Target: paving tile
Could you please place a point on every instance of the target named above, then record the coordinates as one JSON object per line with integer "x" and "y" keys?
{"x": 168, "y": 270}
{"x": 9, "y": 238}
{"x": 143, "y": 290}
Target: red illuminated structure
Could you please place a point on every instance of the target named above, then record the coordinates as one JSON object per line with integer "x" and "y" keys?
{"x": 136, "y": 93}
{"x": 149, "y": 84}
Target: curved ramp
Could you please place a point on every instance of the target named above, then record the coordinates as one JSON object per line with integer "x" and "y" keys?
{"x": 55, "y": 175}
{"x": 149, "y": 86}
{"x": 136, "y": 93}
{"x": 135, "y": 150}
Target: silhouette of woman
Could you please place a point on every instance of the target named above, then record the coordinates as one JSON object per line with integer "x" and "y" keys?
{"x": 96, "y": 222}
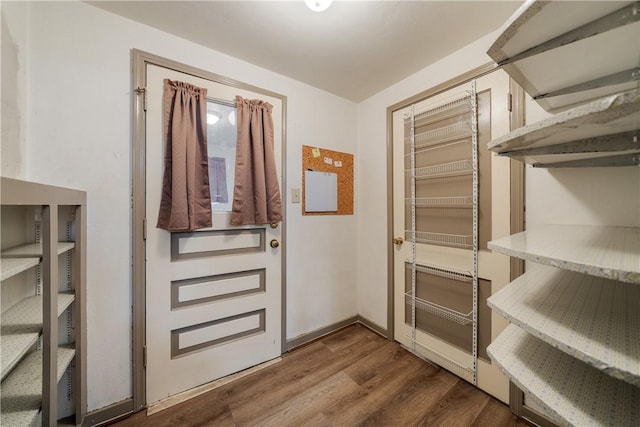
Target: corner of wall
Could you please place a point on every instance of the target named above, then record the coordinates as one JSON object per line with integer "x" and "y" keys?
{"x": 14, "y": 88}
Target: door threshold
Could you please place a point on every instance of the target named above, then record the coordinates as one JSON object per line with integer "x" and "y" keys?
{"x": 197, "y": 391}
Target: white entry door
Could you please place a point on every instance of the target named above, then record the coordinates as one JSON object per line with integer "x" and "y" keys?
{"x": 213, "y": 296}
{"x": 439, "y": 326}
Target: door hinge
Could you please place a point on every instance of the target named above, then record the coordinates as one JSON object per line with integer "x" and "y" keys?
{"x": 144, "y": 356}
{"x": 144, "y": 229}
{"x": 142, "y": 91}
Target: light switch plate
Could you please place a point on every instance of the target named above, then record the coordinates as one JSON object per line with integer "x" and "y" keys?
{"x": 295, "y": 195}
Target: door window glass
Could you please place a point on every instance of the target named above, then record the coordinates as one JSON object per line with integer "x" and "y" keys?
{"x": 221, "y": 138}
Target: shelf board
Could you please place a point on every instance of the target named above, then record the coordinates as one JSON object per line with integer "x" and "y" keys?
{"x": 444, "y": 170}
{"x": 571, "y": 392}
{"x": 604, "y": 128}
{"x": 442, "y": 271}
{"x": 452, "y": 240}
{"x": 10, "y": 267}
{"x": 448, "y": 110}
{"x": 609, "y": 252}
{"x": 21, "y": 399}
{"x": 451, "y": 202}
{"x": 34, "y": 250}
{"x": 21, "y": 327}
{"x": 454, "y": 132}
{"x": 592, "y": 319}
{"x": 547, "y": 48}
{"x": 439, "y": 310}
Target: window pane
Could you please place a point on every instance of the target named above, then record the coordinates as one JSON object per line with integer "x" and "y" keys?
{"x": 221, "y": 138}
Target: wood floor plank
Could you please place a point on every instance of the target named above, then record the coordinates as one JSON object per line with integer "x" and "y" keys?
{"x": 459, "y": 407}
{"x": 349, "y": 336}
{"x": 376, "y": 392}
{"x": 318, "y": 421}
{"x": 309, "y": 403}
{"x": 297, "y": 379}
{"x": 375, "y": 363}
{"x": 417, "y": 399}
{"x": 352, "y": 377}
{"x": 497, "y": 413}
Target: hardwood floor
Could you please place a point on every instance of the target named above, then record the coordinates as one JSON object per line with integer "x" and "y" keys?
{"x": 350, "y": 378}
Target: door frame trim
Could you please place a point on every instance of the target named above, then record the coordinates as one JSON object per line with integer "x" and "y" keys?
{"x": 139, "y": 61}
{"x": 517, "y": 188}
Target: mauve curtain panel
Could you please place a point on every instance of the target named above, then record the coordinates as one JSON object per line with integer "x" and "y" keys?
{"x": 256, "y": 195}
{"x": 186, "y": 201}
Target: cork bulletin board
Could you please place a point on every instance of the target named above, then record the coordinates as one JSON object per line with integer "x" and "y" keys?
{"x": 322, "y": 160}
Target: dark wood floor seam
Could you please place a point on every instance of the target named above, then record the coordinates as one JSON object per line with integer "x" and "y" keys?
{"x": 353, "y": 377}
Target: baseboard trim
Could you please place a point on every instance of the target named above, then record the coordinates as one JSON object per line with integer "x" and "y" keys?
{"x": 197, "y": 391}
{"x": 109, "y": 413}
{"x": 124, "y": 408}
{"x": 373, "y": 326}
{"x": 318, "y": 333}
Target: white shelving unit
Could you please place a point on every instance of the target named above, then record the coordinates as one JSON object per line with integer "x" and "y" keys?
{"x": 427, "y": 132}
{"x": 601, "y": 133}
{"x": 574, "y": 343}
{"x": 594, "y": 320}
{"x": 564, "y": 54}
{"x": 572, "y": 392}
{"x": 23, "y": 326}
{"x": 609, "y": 252}
{"x": 43, "y": 288}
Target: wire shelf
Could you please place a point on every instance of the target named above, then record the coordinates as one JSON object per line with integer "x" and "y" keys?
{"x": 451, "y": 109}
{"x": 452, "y": 240}
{"x": 440, "y": 311}
{"x": 446, "y": 272}
{"x": 454, "y": 132}
{"x": 457, "y": 168}
{"x": 441, "y": 202}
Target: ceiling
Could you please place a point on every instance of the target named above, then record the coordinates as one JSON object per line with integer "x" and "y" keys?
{"x": 353, "y": 50}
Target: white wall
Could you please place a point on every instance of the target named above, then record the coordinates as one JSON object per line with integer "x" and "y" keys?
{"x": 80, "y": 136}
{"x": 13, "y": 89}
{"x": 592, "y": 196}
{"x": 588, "y": 196}
{"x": 372, "y": 172}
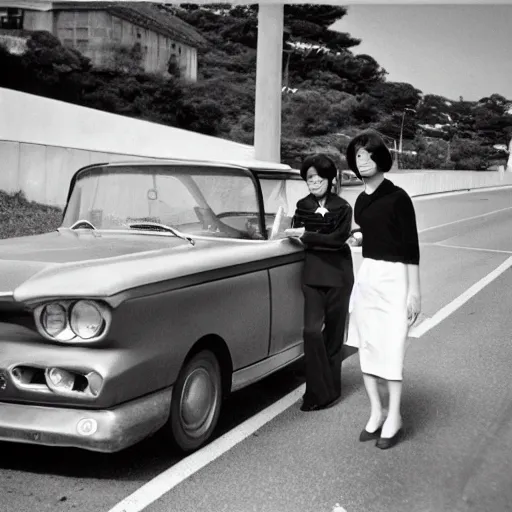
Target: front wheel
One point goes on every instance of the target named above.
(196, 402)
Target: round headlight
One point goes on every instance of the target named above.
(53, 319)
(86, 319)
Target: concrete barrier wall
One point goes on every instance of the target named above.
(433, 182)
(43, 142)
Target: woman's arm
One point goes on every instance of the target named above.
(413, 293)
(337, 237)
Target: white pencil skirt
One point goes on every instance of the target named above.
(378, 317)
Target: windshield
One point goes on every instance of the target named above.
(195, 200)
(281, 191)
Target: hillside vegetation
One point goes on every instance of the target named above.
(329, 91)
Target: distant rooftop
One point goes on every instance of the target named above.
(143, 14)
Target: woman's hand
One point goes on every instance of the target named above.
(413, 307)
(294, 232)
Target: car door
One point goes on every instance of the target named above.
(283, 190)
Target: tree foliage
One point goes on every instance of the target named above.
*****
Your copy should repeat each entry above exactly but contain no pictures.

Target: paving tile
Could you please place a point on every instance of the target named above, then record the coordinates as one JSON object per line with integer "x" and "y" keys?
{"x": 168, "y": 270}
{"x": 9, "y": 238}
{"x": 143, "y": 290}
Target: red illuminated structure
Could you please place a point on every instance of the target named above, then record the coordinates as one JSON object per line with integer "x" and "y" keys?
{"x": 136, "y": 93}
{"x": 149, "y": 84}
Target: curved ramp
Could you please place a point on every instance of the target named above, then record the coordinates as one JSON object per line with integer "x" and "y" keys?
{"x": 55, "y": 175}
{"x": 149, "y": 86}
{"x": 136, "y": 93}
{"x": 135, "y": 150}
Target: silhouette of woman
Could you please place a point on every instance of the target named above, then record the coordinates as one JSON object per line with integer "x" and "y" keys?
{"x": 96, "y": 222}
Target: corner of wall
Could you please place a point on every instance of the target named above, then record the coordinates as one JSON object per line with integer "x" and "y" keys?
{"x": 14, "y": 88}
Target: door threshold
Could you please place a point on every instance of the target named above, then record the coordinates as one JSON object per line with integer "x" and "y" keys?
{"x": 197, "y": 391}
Target: white entry door
Could you please place a point on every instance of the target named above, then record the coordinates as one JSON object per line with integer "x" and "y" keys?
{"x": 213, "y": 296}
{"x": 439, "y": 326}
Target: door hinge
Could you please place a point on every instance of the target named above, then record the coordinates as one JSON object per line with integer "x" and "y" keys?
{"x": 144, "y": 356}
{"x": 144, "y": 229}
{"x": 142, "y": 91}
Target: light switch plate
Could you please place a point on every instance of the target named above, then record the coordinates as one JSON object per line with integer "x" and "y" keys?
{"x": 295, "y": 195}
Target: door window glass
Could you please place a point on every instance of the target named above, then record the coordinates as one JSON object per line with integer "x" and "y" keys?
{"x": 221, "y": 138}
Target: shelf board
Could you please place a point on every instance of the target named above, then record the coordinates as one JSON object per line with integer "x" and "y" keys?
{"x": 444, "y": 170}
{"x": 571, "y": 392}
{"x": 604, "y": 128}
{"x": 442, "y": 271}
{"x": 452, "y": 240}
{"x": 10, "y": 267}
{"x": 448, "y": 110}
{"x": 609, "y": 252}
{"x": 21, "y": 399}
{"x": 451, "y": 202}
{"x": 34, "y": 250}
{"x": 21, "y": 327}
{"x": 454, "y": 132}
{"x": 592, "y": 319}
{"x": 547, "y": 48}
{"x": 439, "y": 310}
Target: window pane
Could you please place a point on every instance of the target named above, then record the coordinates as one JSON object per line with integer "x" and "y" keys?
{"x": 221, "y": 138}
Target: wood floor plank
Could you please place a point on every instance of the target named above, then record the coordinates as one JSON object per line with integer "x" and "y" keys?
{"x": 459, "y": 407}
{"x": 349, "y": 336}
{"x": 376, "y": 392}
{"x": 318, "y": 421}
{"x": 309, "y": 403}
{"x": 297, "y": 379}
{"x": 375, "y": 363}
{"x": 417, "y": 399}
{"x": 352, "y": 377}
{"x": 497, "y": 413}
Target: hardwood floor
Could you please place a point on every instance of the target named above, then record the coordinates as one JSON object per line with integer "x" and "y" keys?
{"x": 350, "y": 378}
Target: door frame trim
Could you please place a point on every instance of the target named above, then record the coordinates as one JSON object per line with integer "x" and "y" keys?
{"x": 139, "y": 61}
{"x": 517, "y": 188}
Target: mauve curtain panel
Could you please place a point on every instance of the target named above, then record the coordinates as one JSON object per line with integer "x" and "y" keys?
{"x": 256, "y": 195}
{"x": 186, "y": 201}
Target: cork bulletin board
Could you please place a point on every instance of the target named above, then record the coordinates as one JSON object per line with integer "x" and "y" keys?
{"x": 322, "y": 160}
Target: dark wood floor seam
Could you please place a point on every instance of the target named above, then record the coordinates as one JSON object per line with integer "x" and "y" keys?
{"x": 353, "y": 377}
Target: baseboard trim
Could you please place a point on every instance of the target named above, then record the coordinates as one JSON object per line with integer "x" and "y" keys?
{"x": 197, "y": 391}
{"x": 109, "y": 413}
{"x": 124, "y": 408}
{"x": 373, "y": 326}
{"x": 318, "y": 333}
Target: white shelving unit
Could you please place a point on every instance of the target named above, then record the coordinates as one JSON object per line with integer "x" and "y" keys?
{"x": 427, "y": 132}
{"x": 601, "y": 133}
{"x": 574, "y": 343}
{"x": 594, "y": 320}
{"x": 564, "y": 54}
{"x": 572, "y": 392}
{"x": 23, "y": 326}
{"x": 609, "y": 252}
{"x": 43, "y": 288}
Target: wire shelf
Could you please place a point on every instance of the target named above, then record the coordinates as one JSON object per line with integer "x" and "y" keys?
{"x": 451, "y": 109}
{"x": 452, "y": 240}
{"x": 440, "y": 311}
{"x": 446, "y": 272}
{"x": 454, "y": 132}
{"x": 457, "y": 168}
{"x": 441, "y": 202}
Target: ceiling
Could you please place a point on every instance of the target named above, then record the coordinates as one JSON object per line with integer "x" and "y" keys?
{"x": 353, "y": 50}
Target: white wall
Could you please place a point on every instance of the target named above, then record the coordinates as one JSON object per line with integer "x" and "y" keys?
{"x": 80, "y": 136}
{"x": 13, "y": 89}
{"x": 592, "y": 196}
{"x": 588, "y": 196}
{"x": 372, "y": 172}
Target: front wheel
One point goes on every instance of the target named above.
(196, 402)
Target: round headlight
One point goes on every instance of the target named above.
(53, 319)
(86, 319)
Target: concrete barrier wall
One point goes on every instance of the target named above.
(433, 182)
(43, 142)
Target: woman's arm
One point goes on every instance of the target named above.
(413, 293)
(337, 237)
Target: white pencil skirt
One point goes on every instance of the target named above.
(378, 317)
Target: windshield
One point goes on every instance of the target named above.
(195, 200)
(281, 191)
Target: hillside vegetation
One point goes on every instance of the target named above.
(329, 91)
Target: distant rooftop
One point goes on every instance of the target named above.
(143, 14)
Target: woman's hand
One point goes on every instance of the target named above.
(413, 307)
(294, 232)
Target: car door
One point goes on every instance of the target named above.
(283, 190)
Target: tree foliage
One point goes on every instance of the target named above.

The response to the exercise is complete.